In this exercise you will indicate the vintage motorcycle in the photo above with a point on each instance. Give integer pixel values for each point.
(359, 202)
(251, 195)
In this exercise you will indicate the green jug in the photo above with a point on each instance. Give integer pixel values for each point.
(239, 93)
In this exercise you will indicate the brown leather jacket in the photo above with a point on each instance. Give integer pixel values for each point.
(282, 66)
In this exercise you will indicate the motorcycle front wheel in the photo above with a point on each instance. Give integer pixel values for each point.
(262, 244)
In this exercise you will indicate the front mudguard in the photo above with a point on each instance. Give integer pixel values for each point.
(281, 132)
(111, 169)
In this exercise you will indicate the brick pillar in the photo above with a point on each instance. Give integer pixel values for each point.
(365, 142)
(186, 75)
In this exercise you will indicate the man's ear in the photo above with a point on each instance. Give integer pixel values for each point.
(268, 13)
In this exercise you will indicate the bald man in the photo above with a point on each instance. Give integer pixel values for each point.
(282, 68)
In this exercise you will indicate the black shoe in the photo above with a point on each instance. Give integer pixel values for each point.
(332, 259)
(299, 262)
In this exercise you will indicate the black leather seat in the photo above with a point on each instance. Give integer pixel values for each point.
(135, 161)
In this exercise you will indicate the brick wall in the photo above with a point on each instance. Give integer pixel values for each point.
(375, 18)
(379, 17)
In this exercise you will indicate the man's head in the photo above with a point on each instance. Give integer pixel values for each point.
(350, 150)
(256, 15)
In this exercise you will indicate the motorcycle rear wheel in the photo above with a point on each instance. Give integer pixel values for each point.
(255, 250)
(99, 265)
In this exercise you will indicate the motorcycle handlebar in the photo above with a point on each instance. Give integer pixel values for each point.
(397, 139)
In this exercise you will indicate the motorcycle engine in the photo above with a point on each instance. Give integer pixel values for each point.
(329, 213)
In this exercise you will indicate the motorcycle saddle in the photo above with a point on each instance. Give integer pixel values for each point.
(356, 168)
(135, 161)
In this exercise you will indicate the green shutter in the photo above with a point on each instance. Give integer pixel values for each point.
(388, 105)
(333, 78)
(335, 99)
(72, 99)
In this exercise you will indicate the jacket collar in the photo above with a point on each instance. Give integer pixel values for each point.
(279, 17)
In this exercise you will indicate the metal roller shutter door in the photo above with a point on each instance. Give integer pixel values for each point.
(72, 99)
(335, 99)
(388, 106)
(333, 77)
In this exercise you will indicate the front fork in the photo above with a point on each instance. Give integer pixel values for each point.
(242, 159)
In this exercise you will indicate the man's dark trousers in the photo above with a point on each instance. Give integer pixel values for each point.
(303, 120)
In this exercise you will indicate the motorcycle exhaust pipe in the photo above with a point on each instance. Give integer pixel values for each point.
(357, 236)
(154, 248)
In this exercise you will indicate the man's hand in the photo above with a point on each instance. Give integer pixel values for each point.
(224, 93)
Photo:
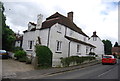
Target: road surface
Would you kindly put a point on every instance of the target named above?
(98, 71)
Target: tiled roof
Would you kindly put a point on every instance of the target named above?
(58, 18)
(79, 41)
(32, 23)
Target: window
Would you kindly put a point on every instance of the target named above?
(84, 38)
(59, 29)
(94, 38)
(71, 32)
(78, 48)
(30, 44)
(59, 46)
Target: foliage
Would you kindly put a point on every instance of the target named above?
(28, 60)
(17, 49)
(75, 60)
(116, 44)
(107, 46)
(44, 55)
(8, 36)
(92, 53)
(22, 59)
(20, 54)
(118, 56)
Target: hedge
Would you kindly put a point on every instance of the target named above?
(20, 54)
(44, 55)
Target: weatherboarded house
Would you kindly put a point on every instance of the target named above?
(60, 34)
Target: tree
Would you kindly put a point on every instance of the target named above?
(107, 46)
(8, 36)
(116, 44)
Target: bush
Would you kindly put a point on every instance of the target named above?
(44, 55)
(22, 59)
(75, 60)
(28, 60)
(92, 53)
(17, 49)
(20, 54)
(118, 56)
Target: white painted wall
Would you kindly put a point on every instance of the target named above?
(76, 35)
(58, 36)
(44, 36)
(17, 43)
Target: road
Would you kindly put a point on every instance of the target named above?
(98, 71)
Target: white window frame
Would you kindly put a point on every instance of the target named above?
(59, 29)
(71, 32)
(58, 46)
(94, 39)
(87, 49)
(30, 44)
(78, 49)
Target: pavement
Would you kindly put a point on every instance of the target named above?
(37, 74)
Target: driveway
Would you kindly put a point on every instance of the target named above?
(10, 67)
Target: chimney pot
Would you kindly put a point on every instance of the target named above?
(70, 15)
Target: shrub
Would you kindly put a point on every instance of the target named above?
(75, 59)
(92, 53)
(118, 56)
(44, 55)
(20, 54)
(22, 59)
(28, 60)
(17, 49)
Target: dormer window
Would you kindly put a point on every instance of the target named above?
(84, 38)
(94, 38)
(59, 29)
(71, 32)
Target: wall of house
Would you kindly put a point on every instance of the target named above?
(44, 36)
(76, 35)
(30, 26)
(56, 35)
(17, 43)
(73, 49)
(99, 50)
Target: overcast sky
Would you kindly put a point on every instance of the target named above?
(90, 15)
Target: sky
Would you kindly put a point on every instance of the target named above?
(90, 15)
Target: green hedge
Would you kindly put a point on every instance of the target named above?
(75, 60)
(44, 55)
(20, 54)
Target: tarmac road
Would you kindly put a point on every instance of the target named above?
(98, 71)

Instructions for the task » The whole listing above, line by line, needs to be copied exactly, except for any images.

Response »
In this exercise you will indicate the vintage motorcycle in the photo above with a point on each instance. Give integer pixel values for each point.
(359, 202)
(251, 195)
In this exercise you will indicate the green jug in the photo above with a point on each instance. Give integer pixel values for each point.
(239, 93)
In this exercise you will indicate the brown leather jacket in the photo above with a point on each instance. Give integer pixel values for each point.
(282, 66)
In this exercise you will indicate the motorcycle front wheel in the photo above with a point on each instance. Give integer pixel values for each point.
(262, 244)
In this exercise you will indicate the front mudguard in the photo above with a point on each instance. Give integer pixel values for each point.
(281, 132)
(111, 169)
In this exercise you will indicate the brick pillar in the photo above with a point on each instance. Give integer pixel values for each point.
(365, 142)
(186, 75)
In this exercise you will indicate the man's ear in the photo above with a point on each instance. Give integer pixel values for each point.
(268, 13)
In this exercise you will indicate the bald man in the photo above with a point on each instance. Give integer pixel values for each point.
(282, 68)
In this exercise you will indicate the black shoe in the photo above with a point on each instance. Give integer pixel values for each point.
(332, 259)
(299, 262)
In this exercise you will indicate the black leather seat in the photo above with a point on each instance. Give integer pixel values for each point.
(135, 161)
In this exercise you will indicate the brick wall in the photo above with a point on each instance. Give integer pixel values for each point.
(375, 18)
(379, 17)
In this exercise you will indicate the man's head in the photo above with a point on each instance. Give integer pixel values for each point.
(350, 150)
(256, 15)
In this exercise you will indicate the motorcycle rear wheel in the photo above with a point on each instance. Give integer pixel values for each point.
(255, 250)
(99, 265)
In this exercise you will indicate the motorcycle handlebar in the photo above with a point on each instance. Give integer pixel values for each point.
(397, 139)
In this exercise you will indicate the motorcycle engine in the photo above with a point on each instance. Give integer pixel values for each point.
(329, 213)
In this exercise you will indicate the motorcycle saddle in the photo above with a point on each instance. Give integer pixel values for each point.
(356, 168)
(135, 161)
In this exercise you will indicate the green shutter in the photo above with a point on each instance. Give integer pixel values for each point.
(388, 105)
(333, 78)
(335, 99)
(72, 99)
In this exercise you will indicate the jacket collar in the photo above with a point on each instance. Give integer pixel values for each point.
(279, 17)
In this exercise you will indicate the metal roller shutter door in the photo above with a point on each instance. Give integer pixel values for each point.
(72, 99)
(335, 99)
(388, 106)
(333, 77)
In this exercise you will indicate the front fork in the photo above with a point on each instance. Give integer pixel values for each point.
(242, 159)
In this exercise you will indicate the man's dark trousers in the photo above with a point on each instance. Give integer pixel values for each point.
(303, 120)
In this exercise you will indicate the motorcycle exhaust pipe in the photo above with a point on each instance. Give integer pixel values for each point.
(357, 236)
(154, 248)
In this exercise you will indicate the man's hand in the photo above with a point on each instance. Give integer pixel values for each point.
(224, 93)
Photo:
Target: road surface
Would you kindly put a point on every instance of the target named above?
(98, 71)
Target: tiled roof
Would you kindly put a point on every instance of the target named above?
(58, 18)
(79, 41)
(32, 23)
Target: window
Would you kindly put a point on every instance of the target named above?
(84, 38)
(59, 29)
(94, 38)
(71, 32)
(78, 48)
(30, 44)
(59, 46)
Target: foliage
Would you kindly put a point on every instance of the target named above?
(28, 60)
(17, 49)
(75, 60)
(116, 44)
(107, 46)
(44, 55)
(8, 36)
(92, 53)
(22, 59)
(20, 54)
(118, 56)
Target: hedge
Would you kindly put a point on every instance of the target named above?
(20, 54)
(44, 55)
Target: weatherboarded house
Would you kindly put a point on every instance of the target named above?
(60, 34)
Target: tree
Would you kindly put a point on every instance of the target named above?
(107, 46)
(8, 36)
(116, 44)
Target: bush
Would you kindly put a point on every instance of the target named above?
(44, 55)
(22, 59)
(75, 60)
(28, 60)
(92, 53)
(17, 49)
(20, 54)
(118, 56)
Target: white painted wall
Would you kindly put a point on every instance of the target named above?
(76, 35)
(58, 36)
(44, 36)
(17, 43)
Target: road
Would you kindly put a point on every instance of the target named above?
(98, 71)
Target: white window frame
Would you kindly put a point on every instance of the target named above?
(59, 29)
(71, 32)
(58, 46)
(94, 39)
(87, 49)
(30, 44)
(78, 49)
Target: pavement
Would you kindly put a point on every instance of the target named above?
(37, 74)
Target: driveway
Would you kindly put a point on every instance of the target named above?
(10, 67)
Target: chimney pot
Would you kindly put a point on every instance of the target named above?
(70, 15)
Target: shrub
Would you kindly put a point on every instance of the target named above?
(75, 59)
(92, 53)
(118, 56)
(44, 55)
(20, 54)
(22, 59)
(28, 60)
(17, 49)
Target: dormer window
Would you kindly put a point on every instance of the target named above?
(84, 38)
(94, 38)
(59, 29)
(71, 32)
Target: wall of house
Would you kindly put a point on every instance of the target named above?
(44, 36)
(76, 35)
(30, 26)
(56, 35)
(17, 43)
(73, 49)
(99, 50)
Target: overcast sky
Would you kindly put a point on every instance of the target named above?
(90, 15)
Target: sky
Would you kindly put a point on every instance of the target named above?
(90, 15)
Target: green hedge
Would you kindly put a point on every instance of the target named above?
(75, 60)
(44, 55)
(20, 54)
Target: tarmac road
Would you kindly put a point on every instance of the target named above?
(98, 71)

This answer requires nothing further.